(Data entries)

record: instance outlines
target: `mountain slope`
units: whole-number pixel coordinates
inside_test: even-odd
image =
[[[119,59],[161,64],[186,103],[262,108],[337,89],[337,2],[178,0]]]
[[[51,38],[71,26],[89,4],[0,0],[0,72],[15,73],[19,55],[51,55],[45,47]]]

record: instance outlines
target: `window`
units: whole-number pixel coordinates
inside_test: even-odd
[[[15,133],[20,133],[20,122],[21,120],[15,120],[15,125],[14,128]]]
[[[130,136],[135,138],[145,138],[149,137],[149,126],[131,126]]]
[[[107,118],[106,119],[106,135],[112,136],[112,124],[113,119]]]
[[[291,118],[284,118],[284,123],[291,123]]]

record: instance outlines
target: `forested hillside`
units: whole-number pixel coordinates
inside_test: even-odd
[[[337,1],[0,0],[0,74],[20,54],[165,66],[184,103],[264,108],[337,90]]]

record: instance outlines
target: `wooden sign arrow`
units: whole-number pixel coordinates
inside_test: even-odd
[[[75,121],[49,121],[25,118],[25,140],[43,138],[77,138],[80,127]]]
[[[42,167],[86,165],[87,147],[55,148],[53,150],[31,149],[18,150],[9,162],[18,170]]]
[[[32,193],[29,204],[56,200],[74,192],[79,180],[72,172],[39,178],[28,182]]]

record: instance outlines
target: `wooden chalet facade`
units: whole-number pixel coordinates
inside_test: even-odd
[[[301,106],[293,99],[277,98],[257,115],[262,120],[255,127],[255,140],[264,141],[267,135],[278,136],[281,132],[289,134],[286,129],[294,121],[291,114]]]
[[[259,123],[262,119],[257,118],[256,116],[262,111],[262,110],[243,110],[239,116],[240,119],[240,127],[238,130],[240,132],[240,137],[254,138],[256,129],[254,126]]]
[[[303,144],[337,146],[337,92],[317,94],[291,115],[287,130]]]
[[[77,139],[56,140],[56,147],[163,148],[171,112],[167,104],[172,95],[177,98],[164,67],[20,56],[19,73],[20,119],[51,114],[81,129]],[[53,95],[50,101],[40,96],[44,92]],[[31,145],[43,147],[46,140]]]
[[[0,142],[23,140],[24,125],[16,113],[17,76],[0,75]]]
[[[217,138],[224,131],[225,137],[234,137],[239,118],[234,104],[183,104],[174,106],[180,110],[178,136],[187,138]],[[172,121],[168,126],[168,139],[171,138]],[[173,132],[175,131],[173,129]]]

**Instructions to follow:** Your task is to quote the listing above word for word.

**Right answer:**
record: instance outlines
target: `mountain slope`
units: whole-number pixel coordinates
inside_test: even-odd
image =
[[[119,59],[161,64],[186,103],[262,108],[337,89],[337,2],[178,0]]]
[[[51,38],[71,26],[89,4],[0,0],[0,72],[15,73],[19,55],[51,55],[45,47]]]

record: instance outlines
target: `window`
units: whole-number pixel coordinates
inside_test: even-odd
[[[15,133],[20,133],[20,122],[21,120],[15,120],[15,125],[14,128]]]
[[[130,136],[135,138],[145,138],[149,137],[149,126],[131,126]]]
[[[107,118],[106,119],[106,135],[112,136],[112,124],[113,119]]]
[[[291,118],[284,118],[284,123],[291,123]]]

record: instance outlines
target: `forested hillside`
units: whole-number pixel coordinates
inside_test: even-odd
[[[337,1],[0,0],[0,74],[20,54],[165,66],[184,103],[264,108],[337,90]]]

record: instance outlines
target: `wooden sign arrow`
units: whole-number pixel coordinates
inside_test: even-odd
[[[75,121],[49,121],[25,118],[25,140],[43,138],[77,138],[80,127]]]
[[[42,167],[86,165],[87,147],[55,148],[53,150],[31,149],[18,150],[9,162],[18,170]]]
[[[32,193],[29,204],[56,200],[74,192],[79,180],[72,172],[39,178],[28,182]]]

record: instance outlines
target: `wooden chalet facade`
units: whole-number pixel coordinates
inside_test: even-odd
[[[301,106],[293,99],[277,98],[257,115],[262,120],[255,127],[255,140],[264,141],[267,135],[278,136],[281,132],[289,134],[286,129],[294,121],[291,114]]]
[[[259,123],[262,119],[257,118],[256,116],[262,111],[262,110],[243,110],[239,116],[240,119],[240,127],[238,130],[240,132],[240,137],[254,138],[256,129],[254,126]]]
[[[303,144],[337,146],[337,92],[317,94],[291,115],[287,130]]]
[[[77,139],[56,140],[56,147],[163,148],[171,112],[167,104],[172,95],[177,98],[164,67],[20,56],[19,73],[20,119],[51,114],[81,129]],[[53,95],[50,101],[40,96],[44,92]],[[31,145],[43,147],[46,140]]]
[[[0,142],[23,140],[24,125],[16,113],[17,76],[0,75]]]
[[[217,138],[224,131],[225,137],[234,137],[239,118],[234,104],[183,104],[174,106],[180,110],[178,136],[187,138]],[[172,121],[168,126],[168,139],[171,138]],[[173,132],[175,131],[173,129]]]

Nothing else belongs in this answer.